● Using the information
1. Decide whether each statement below agrees with the NuNext page. For each, answer yes or no and quote the deciding words of the text. (a) The model is trained in three stages. (b) For over 90% of images in the PanNuke dataset, the foreground proportion is below 4.5%. (c) Predicted and ground-truth nuclei are matched via the Hungarian algorithm.
2. According to the NuNext page, how many benchmarks were used in the experiments?
3. Print everything in the NuNext page from "Figures (5)" down to "predicting nuclei coordinates.".

● Supplied passage
________________________

NuNext: Reframing Nucleus Detection as Next-Point Detection

TL;DR

This work reformulate nucleus detection as next-point prediction, wherein a multimodal large language model is developed to directly output foreground nucleus centroids from the input image.

Abstract

Nucleus detection in histopathology is pivotal for a wide range of clinical applications. Existing approaches either regress nuclear proxy maps that require complex post-processing, or employ dense anchors or queries that introduce severe foreground-background imbalance. In this work, we reformulate nucleus detection as next-point prediction, wherein a multimodal large language model is developed to directly output foreground nucleus centroids from the input image. The model is trained in two stages. In the supervised learning stage, we propose spatial-aware soft supervision to relax strict centroid matching and a chain-of-visual-thought strategy to incorporate visual priors that facilitate coordinate prediction. In the reinforcement fine-tuning stage, we design distribution matching reward, low-variance group filtering, and fine-grained advantage shaping to further improve the model's detection quality. Extensive experiments on nine widely used benchmarks demonstrate the superiority of our method. Code will be released soon.

Figures (5)

• Figure 1: Pipeline comparison between nucleus detection paradigms. (a) Density map-based methods require complicated post-processing, which is hyper-parameter sensitive and vulnerable to noise. (b) Anchor-based and (c) query-based methods suffer from severe foreground-background imbalance, as the majority of anchors/queries are assigned to background. The histogram shows the foreground proportion across the large-scale PanNuke dataset, which is below 4.5% for over 90% of images. (d) Our proposed NuNext circumvents these issues by directly predicting nuclei coordinates.
• Figure 2: The training pipeline of NuNext. (Left) In the SFT stage, the model is trained to generate nucleus coordinate tokens with chain-of-visual-thought (CoVT) to incorporate visual cues of nuclei regions, and spatial-aware soft supervision that credits spatially proximate predictions. (Right) In the RFT stage, multiple rollouts are sampled per input, verified for format correctness, and scored with distribution matching and task-guided rewards. The model is then optimized via GRPO with fine-grained advantage shaping (FGAS).
• Figure 3: (Left) Motivation for low-variance group filtering: GRPO standardization can inflate advantages when within-group reward difference is negligible. (Right) Illustration of FGAS. Predicted and ground-truth nuclei are first matched via the Hungarian algorithm, then validated against a distance threshold to determine true/false positives. The resulting token-level labels are used to shape the sequence-level advantage, reducing the advantage for false positive tokens in rollouts with $A>0$ and alleviating the penalty for true positive tokens when $A<0$.
• Figure 4: Qualitative comparison with SOTA methods.
• Figure 5: Similarity heatmap between latent tokens and visual features. High-response regions align well with nuclei areas.

________________________

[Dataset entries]
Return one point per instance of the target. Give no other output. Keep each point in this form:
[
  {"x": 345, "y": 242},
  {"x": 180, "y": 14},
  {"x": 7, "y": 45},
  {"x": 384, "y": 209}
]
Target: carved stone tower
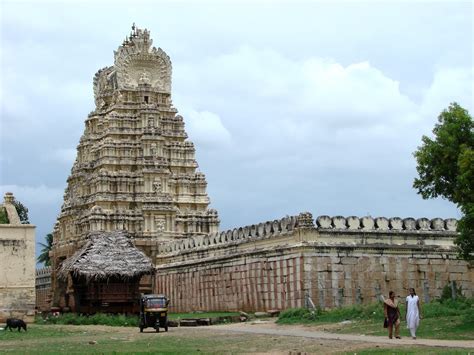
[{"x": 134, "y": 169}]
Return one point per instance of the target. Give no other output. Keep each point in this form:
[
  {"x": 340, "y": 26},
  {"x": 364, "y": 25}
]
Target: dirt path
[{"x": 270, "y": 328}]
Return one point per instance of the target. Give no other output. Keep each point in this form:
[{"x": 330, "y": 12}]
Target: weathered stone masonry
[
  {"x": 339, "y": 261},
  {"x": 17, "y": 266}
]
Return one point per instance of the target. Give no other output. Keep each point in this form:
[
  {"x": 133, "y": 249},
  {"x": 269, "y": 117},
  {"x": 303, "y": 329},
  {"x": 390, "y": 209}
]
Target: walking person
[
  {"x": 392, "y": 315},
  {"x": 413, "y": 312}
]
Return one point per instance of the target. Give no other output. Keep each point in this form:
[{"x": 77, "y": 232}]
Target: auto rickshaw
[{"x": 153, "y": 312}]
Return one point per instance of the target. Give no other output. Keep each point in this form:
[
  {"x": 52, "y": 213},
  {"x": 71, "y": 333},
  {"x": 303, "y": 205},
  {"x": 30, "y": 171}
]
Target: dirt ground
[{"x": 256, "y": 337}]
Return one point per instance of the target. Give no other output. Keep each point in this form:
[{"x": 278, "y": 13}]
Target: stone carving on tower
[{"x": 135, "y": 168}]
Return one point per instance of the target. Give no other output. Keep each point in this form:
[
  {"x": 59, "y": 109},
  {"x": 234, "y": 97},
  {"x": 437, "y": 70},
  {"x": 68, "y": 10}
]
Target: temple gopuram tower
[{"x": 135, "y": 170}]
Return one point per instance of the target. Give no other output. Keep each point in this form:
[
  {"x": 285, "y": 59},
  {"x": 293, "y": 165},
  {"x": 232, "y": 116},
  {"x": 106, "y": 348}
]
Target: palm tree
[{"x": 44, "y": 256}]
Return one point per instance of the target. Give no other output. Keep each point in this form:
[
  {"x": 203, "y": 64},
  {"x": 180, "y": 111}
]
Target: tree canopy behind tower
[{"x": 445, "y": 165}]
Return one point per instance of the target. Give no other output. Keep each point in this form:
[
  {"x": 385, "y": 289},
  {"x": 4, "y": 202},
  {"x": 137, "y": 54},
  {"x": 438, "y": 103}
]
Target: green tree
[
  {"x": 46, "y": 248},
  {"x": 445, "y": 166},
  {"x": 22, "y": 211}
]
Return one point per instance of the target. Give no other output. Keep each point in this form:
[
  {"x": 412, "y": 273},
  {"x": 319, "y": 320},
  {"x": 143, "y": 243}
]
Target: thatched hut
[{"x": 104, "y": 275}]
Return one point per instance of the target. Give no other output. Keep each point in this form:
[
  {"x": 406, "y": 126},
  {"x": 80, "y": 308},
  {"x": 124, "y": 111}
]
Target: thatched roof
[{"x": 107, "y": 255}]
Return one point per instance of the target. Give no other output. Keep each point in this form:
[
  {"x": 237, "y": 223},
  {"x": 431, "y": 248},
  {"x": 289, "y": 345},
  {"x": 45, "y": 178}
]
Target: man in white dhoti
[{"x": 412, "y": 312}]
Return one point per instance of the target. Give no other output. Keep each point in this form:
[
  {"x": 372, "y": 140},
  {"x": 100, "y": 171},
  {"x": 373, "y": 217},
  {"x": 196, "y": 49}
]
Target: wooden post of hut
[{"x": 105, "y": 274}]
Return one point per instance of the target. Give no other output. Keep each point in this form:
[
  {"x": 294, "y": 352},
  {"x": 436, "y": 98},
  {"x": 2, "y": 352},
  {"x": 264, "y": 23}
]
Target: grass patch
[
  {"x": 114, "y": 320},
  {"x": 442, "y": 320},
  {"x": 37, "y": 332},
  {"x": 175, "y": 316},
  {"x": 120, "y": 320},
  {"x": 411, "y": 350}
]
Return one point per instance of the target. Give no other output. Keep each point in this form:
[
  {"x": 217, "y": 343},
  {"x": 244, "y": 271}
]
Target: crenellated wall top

________________________

● Answers by item number
1.
(a) No: "The model is trained in two stages."
(b) Yes: "which is below 4.5% for over 90% of images."
(c) Yes: "Predicted and ground-truth nuclei are first matched via the Hungarian algorithm"

2. Nine widely used benchmarks.

3.
Figures (5)

• Figure 1: Pipeline comparison between nucleus detection paradigms. (a) Density map-based methods require complicated post-processing, which is hyper-parameter sensitive and vulnerable to noise. (b) Anchor-based and (c) query-based methods suffer from severe foreground-background imbalance, as the majority of anchors/queries are assigned to background. The histogram shows the foreground proportion across the large-scale PanNuke dataset, which is below 4.5% for over 90% of images. (d) Our proposed NuNext circumvents these issues by directly predicting nuclei coordinates.